** The records **

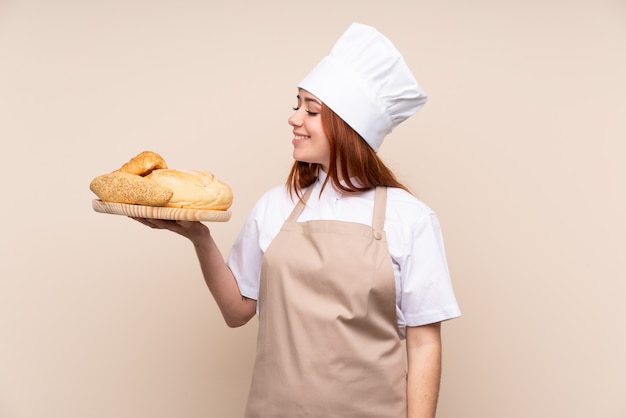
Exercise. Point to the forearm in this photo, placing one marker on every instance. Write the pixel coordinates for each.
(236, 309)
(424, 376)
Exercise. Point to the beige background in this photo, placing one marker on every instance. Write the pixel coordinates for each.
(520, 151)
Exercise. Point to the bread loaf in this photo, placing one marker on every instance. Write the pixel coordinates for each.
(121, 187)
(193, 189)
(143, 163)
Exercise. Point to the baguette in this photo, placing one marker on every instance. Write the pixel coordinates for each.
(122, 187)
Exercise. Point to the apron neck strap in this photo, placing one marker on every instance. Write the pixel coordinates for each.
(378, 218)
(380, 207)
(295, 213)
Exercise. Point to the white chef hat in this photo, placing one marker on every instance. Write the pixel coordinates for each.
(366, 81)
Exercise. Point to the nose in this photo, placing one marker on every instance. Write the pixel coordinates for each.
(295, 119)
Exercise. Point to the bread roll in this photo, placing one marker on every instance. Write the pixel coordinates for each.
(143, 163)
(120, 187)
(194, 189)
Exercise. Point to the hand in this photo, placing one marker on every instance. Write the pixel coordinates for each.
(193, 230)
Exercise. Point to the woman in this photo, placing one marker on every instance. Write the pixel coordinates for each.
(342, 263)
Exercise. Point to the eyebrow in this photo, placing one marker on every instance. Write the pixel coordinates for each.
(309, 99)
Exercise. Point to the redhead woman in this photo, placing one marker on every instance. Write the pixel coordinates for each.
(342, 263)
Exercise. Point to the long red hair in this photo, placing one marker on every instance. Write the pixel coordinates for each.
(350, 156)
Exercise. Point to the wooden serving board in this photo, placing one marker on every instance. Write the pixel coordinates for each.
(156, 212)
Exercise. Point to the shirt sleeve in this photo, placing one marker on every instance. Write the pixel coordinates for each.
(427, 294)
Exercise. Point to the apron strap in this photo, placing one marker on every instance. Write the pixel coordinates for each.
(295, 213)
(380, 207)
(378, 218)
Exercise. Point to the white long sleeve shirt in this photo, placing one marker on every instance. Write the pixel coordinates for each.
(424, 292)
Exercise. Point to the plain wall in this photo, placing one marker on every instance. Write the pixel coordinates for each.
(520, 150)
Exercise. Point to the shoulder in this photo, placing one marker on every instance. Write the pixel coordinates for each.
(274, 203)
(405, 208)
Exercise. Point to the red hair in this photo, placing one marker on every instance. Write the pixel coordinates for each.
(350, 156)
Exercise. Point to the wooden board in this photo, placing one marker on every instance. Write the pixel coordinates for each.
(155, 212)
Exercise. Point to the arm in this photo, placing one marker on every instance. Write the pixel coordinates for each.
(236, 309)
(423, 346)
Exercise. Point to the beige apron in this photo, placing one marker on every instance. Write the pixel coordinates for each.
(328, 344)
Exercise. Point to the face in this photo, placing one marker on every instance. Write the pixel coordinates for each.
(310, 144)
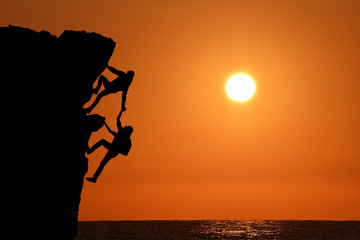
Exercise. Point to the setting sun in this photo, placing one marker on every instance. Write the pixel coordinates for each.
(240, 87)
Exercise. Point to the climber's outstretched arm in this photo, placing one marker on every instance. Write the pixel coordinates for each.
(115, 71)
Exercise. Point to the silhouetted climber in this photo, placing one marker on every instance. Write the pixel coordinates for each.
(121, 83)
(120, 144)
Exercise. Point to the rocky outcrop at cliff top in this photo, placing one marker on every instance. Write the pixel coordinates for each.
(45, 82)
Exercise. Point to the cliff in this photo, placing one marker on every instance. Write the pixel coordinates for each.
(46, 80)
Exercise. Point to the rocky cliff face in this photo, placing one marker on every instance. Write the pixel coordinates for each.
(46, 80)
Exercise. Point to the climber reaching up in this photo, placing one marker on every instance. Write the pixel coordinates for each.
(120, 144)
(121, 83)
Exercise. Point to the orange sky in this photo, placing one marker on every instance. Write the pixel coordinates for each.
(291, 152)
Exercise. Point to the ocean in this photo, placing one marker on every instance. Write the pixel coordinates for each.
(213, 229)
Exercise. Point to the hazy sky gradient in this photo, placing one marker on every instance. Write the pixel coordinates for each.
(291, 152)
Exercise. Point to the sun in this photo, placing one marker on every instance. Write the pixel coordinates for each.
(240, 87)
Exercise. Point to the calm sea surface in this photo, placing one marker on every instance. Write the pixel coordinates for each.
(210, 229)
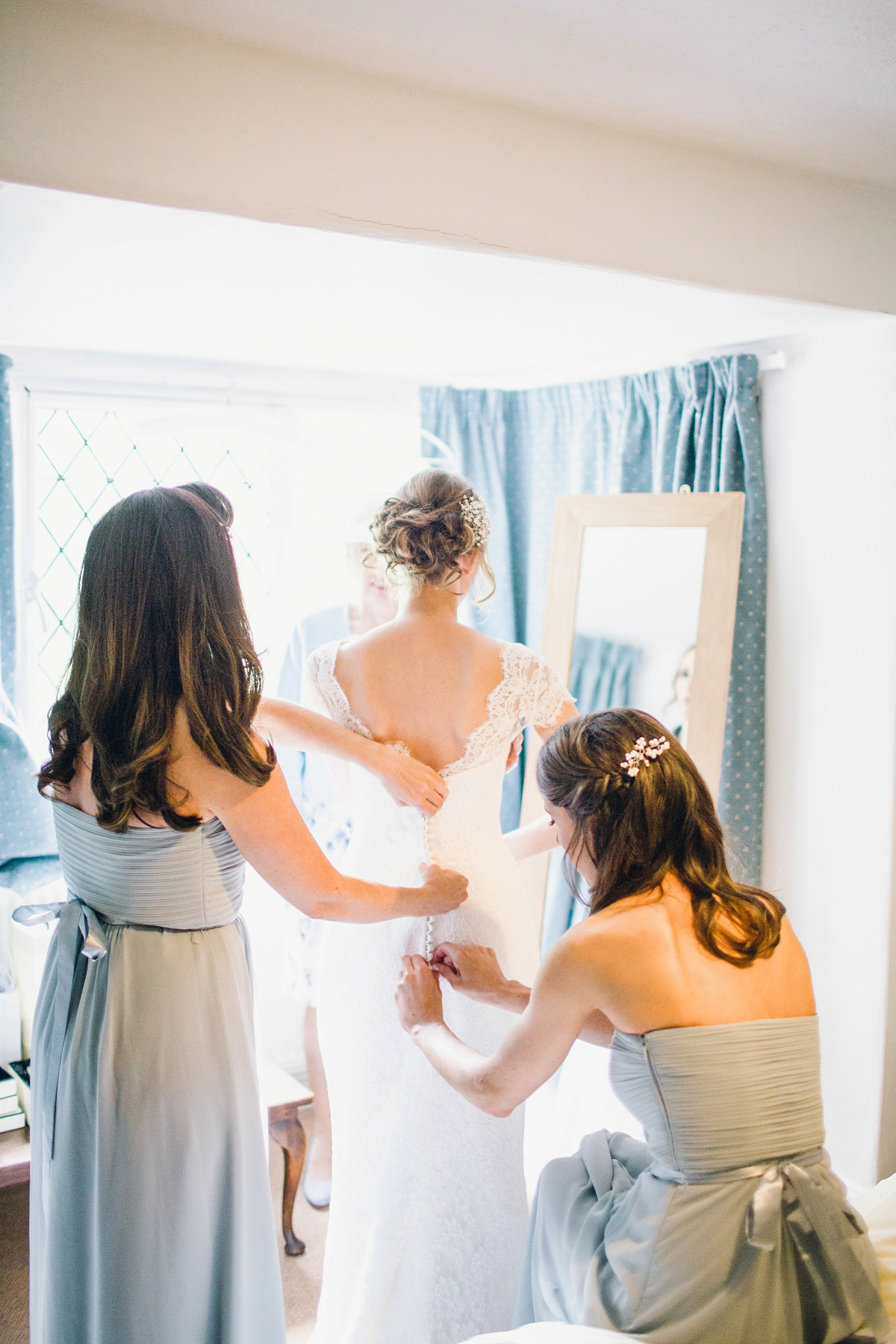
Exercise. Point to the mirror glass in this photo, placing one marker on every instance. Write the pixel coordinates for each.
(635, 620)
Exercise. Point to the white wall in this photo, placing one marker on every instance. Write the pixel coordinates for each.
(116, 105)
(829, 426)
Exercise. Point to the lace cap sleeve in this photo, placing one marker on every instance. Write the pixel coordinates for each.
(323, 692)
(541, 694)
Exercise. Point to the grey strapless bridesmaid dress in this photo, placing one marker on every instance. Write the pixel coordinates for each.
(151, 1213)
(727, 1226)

** What you are asked to do **
Leave out the pictures and give the listing above again exactly.

** The completed task **
Exercise. Point to the forearm in this photo, placing one marker on every instance. Write the pixel coordinates for each.
(236, 309)
(424, 376)
Exercise. Point to the beige background in this photo, placing one marker on every instance. Write the pixel coordinates for each.
(520, 151)
Exercise. Point to the bread loaf in this photo, placing one marker on every instance. Write the pixel coordinates for each.
(121, 187)
(193, 189)
(143, 163)
Exercise. Point to the baguette in this photo, placing one marker on every instance. Write the pixel coordinates for each.
(122, 187)
Exercise. Point to the apron neck strap in this photo, placing one marker on every instance. Write the pixel coordinates for each.
(378, 218)
(380, 207)
(295, 213)
Exercise. Point to the white chef hat in this photo, placing one marker on every instance. Write the pixel coordinates for each.
(366, 81)
Exercise. Point to the nose in this photo, placing one marker on every instance. Write the pixel coordinates for each.
(295, 119)
Exercise. Point to the bread roll in this photo, placing one marker on every instance. Write the pixel coordinates for each.
(143, 163)
(120, 187)
(194, 189)
Exercise. Point to the hand in this photo, placing one marker on every instance. Write the pixel coordinates for each.
(193, 230)
Exercise. Point to the woman in this photo, placing one marker on every instance. Write the pixel coordinates for each.
(342, 263)
Exercise. Point to the eyebrow in this photo, placing one marker on every instance. Write the pixel coordinates for each.
(309, 99)
Exercise. Point to the redhead woman in this photo, placing one marker on every instance. Write the pixel coordinates for each.
(342, 263)
Exercise. Point to the long red hair in this photo, placing one marker on every instance. Write the pixel coordinates for each.
(350, 156)
Exercise. Point to the wooden serving board in this photo, placing one marker on every instance. Write the pixel coordinates for each.
(156, 212)
Exercise. Point to the shirt sleeve in this photo, placing one marker on every instance. Write the pixel coordinates for each.
(427, 294)
Exercise. Point to the apron strap in this photo, placing one marker on every instance. Write the pixel coordinates for each.
(295, 213)
(380, 207)
(378, 218)
Exercise. Point to the white long sleeve shirt in this photo, placing one marker on every instance. Write the pixel coordinates for each.
(424, 292)
Exercise. Point to the plain wall in this photo, placing one marker on every instance. Write the pixel coordinates for each.
(520, 150)
Exercise. Point to the shoulder in this photo, placing one marker on every instance. Write the pixel coordinates for each.
(274, 203)
(405, 208)
Exercise. Point to the red hair in this photo, placing one marker on every instance. Write the pixel coordinates for each.
(350, 156)
Exercise. Point to the wooden board in this photo, placing one marker on every instance. Write the pixel coordinates for each.
(155, 212)
Exercise. Point to the arm in this photo, placing one marker on every instance. Write the pixel coordinates for each.
(236, 309)
(423, 346)
Exercise. Point to the beige apron in this photo, placing one marker on every instance. Write the pixel coordinates for each.
(328, 344)
Exercise. Point to the face in this photo, placing one marker on every instance. Write the pixel coordinates for each.
(310, 144)
Exercise. Point to the setting sun in this photo, placing one marker on every instance. Write the pixel coordinates for each.
(240, 87)
Exercise. Point to the climber's outstretched arm in this photo, placing one marker on every instance. Write the pixel coordinates for each.
(115, 71)
Exercise. Point to the silhouetted climber in this photo, placing one marker on every instance. Write the pixel coordinates for each.
(121, 83)
(120, 144)
Exercise. Point to the rocky outcrop at cliff top in this photo, placing one marker on every instance. Write the pixel coordinates for each.
(45, 82)
Exercise. Point to the cliff in this photo, placing one marker on every instance. Write the pixel coordinates for each.
(46, 80)
Exercise. Point to the rocky cliff face in this photo, placing one marker on every instance. Write the pixel coordinates for each.
(46, 80)
Exercise. Point to the climber reaching up in this photo, placing one marker on every instance. Write the pixel coordinates for each.
(120, 144)
(121, 83)
Exercise. Point to the orange sky in this photo, placing one marker on every instance. Write the pixel coordinates for each.
(291, 152)
Exercise. Point to the ocean in this photo, placing one marker on every instance. Write the pixel coordinates for each.
(213, 229)
Exercise. Point to the hazy sky gradient in this photo, placing one marker on every instance. Write the pixel coordinates for each.
(291, 152)
Exercise. Point to the sun in this photo, placing one marker on every instance. Write the pixel coordinates for each.
(240, 87)
Exercise. Point to the calm sea surface in this photo, placing one marker on every instance. Write the pixel coordinates for each.
(210, 229)
Exercise. Point to the mirror glass in this photo, placing one marker on every instance. Write the pixel coordinates for each.
(635, 620)
Exercise. Point to the white wall in this photo, placing one marker on every instance. Write the pixel coordinates for each.
(116, 105)
(829, 426)
Exercise. Point to the lace cap sleeve in this photo, placing one marker on every instance. Write the pixel coordinates for each.
(323, 692)
(541, 694)
Exercise. Point to the grey strapless bridesmaid dress in this photo, placing one marker on every instance. Write the pixel coordinates for each.
(151, 1213)
(727, 1226)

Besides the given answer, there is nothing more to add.